# KURZE AUFGABE A
Erläutere in ein bis drei Sätzen, was laut dem Lesetext zur Employability die erste Dimension der Personalentwicklung umfasst.

# LESETEXT
>>>
Eine Employability-fördernde Organisation lässt den „kleinen Dienstweg“ zu, weist Entscheidungsbefugnisse, Verantwortlichkeiten und Handlungsspielräume auf, ist transparent und verfügt über flexible Arbeitsstrukturen und -bedingungen. Projekt- und Teamarbeit können dabei unterstützend wirken. „In Bewegung bleiben“ und nicht jahrelang das Gleiche zu tun, ist das Motto. Personalentwicklung im Sinne der Förderung von Employability baut auf drei Dimensionen auf. Die erste befasst sich mit den Inhalten. Dazu zählen die Übertragung der Personalentwicklungsverantwortung auf Mitarbeiter und deren Vorgesetzte, die Individualisierung, die Förderung des Lebenslangen Lernens und der Schlüsselkompetenzen sowie der Erwerb der Fachkompetenzen.
<<<
# EINTRÄGE ZUR ÜBUNG
>>>
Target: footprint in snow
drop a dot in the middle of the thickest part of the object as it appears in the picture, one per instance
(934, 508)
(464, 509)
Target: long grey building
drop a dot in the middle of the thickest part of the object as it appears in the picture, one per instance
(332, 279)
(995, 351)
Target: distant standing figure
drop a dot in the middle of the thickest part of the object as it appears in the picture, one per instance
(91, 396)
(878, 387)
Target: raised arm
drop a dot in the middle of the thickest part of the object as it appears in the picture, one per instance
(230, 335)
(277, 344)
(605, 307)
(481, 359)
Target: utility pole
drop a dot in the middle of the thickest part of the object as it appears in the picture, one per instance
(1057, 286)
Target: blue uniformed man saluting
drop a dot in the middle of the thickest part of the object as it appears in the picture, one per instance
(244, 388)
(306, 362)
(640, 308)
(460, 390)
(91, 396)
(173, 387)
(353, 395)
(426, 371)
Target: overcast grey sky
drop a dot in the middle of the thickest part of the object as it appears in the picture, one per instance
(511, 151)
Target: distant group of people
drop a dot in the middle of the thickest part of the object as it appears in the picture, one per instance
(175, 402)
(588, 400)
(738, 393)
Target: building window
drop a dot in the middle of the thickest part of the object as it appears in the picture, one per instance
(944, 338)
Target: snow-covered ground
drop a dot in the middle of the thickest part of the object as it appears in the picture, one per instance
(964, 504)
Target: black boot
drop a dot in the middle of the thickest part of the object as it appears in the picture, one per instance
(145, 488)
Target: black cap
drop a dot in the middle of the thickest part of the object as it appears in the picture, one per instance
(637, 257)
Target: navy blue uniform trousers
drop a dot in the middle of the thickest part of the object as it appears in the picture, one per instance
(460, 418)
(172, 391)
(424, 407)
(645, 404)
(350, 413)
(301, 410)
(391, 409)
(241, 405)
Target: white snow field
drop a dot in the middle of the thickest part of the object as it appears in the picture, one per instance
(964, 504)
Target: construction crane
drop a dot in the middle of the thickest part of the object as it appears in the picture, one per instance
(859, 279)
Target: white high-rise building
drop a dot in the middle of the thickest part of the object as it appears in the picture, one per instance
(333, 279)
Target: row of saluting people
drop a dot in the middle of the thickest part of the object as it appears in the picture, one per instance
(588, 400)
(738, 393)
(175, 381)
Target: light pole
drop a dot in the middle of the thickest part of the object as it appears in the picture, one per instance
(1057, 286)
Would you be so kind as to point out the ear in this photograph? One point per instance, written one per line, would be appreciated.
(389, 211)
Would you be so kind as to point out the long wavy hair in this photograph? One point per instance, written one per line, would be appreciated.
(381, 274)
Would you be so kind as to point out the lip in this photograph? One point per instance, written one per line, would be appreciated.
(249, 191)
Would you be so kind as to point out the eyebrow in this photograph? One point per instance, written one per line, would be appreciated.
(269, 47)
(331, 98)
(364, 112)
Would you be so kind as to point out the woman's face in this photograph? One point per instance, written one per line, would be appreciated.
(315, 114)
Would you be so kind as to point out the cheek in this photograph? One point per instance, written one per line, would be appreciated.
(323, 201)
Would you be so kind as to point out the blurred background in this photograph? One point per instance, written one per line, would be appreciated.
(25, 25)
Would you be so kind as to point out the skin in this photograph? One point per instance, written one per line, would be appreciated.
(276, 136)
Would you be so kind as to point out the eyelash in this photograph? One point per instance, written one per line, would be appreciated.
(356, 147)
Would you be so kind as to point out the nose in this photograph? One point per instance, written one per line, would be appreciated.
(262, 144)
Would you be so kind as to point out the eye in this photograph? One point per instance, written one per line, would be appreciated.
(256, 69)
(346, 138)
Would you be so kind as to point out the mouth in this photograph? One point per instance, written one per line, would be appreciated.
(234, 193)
<<<
# KURZE AUFGABE B
Gib jede Zeile der Einträge zurück, in der die Zeichenfolge „would“ vorkommt. Groß- und Kleinschreibung zählt dabei.

# VOLLSTÄNDIGE AUSGABE A
Die erste Dimension befasst sich mit den Inhalten der Personalentwicklung. Dazu zählen die Übertragung der Personalentwicklungsverantwortung auf Mitarbeiter und deren Vorgesetzte, die Individualisierung, die Förderung des Lebenslangen Lernens und der Schlüsselkompetenzen sowie der Erwerb der Fachkompetenzen.

# VOLLSTÄNDIGE AUSGABE B
Would you be so kind as to point out the ear in this photograph? One point per instance, written one per line, would be appreciated.
Would you be so kind as to point out the long wavy hair in this photograph? One point per instance, written one per line, would be appreciated.
Would you be so kind as to point out the lip in this photograph? One point per instance, written one per line, would be appreciated.
Would you be so kind as to point out the eyebrow in this photograph? One point per instance, written one per line, would be appreciated.
Would you be so kind as to point out the woman's face in this photograph? One point per instance, written one per line, would be appreciated.
Would you be so kind as to point out the cheek in this photograph? One point per instance, written one per line, would be appreciated.
Would you be so kind as to point out the blurred background in this photograph? One point per instance, written one per line, would be appreciated.
Would you be so kind as to point out the skin in this photograph? One point per instance, written one per line, would be appreciated.
Would you be so kind as to point out the eyelash in this photograph? One point per instance, written one per line, would be appreciated.
Would you be so kind as to point out the nose in this photograph? One point per instance, written one per line, would be appreciated.
Would you be so kind as to point out the eye in this photograph? One point per instance, written one per line, would be appreciated.
Would you be so kind as to point out the mouth in this photograph? One point per instance, written one per line, would be appreciated.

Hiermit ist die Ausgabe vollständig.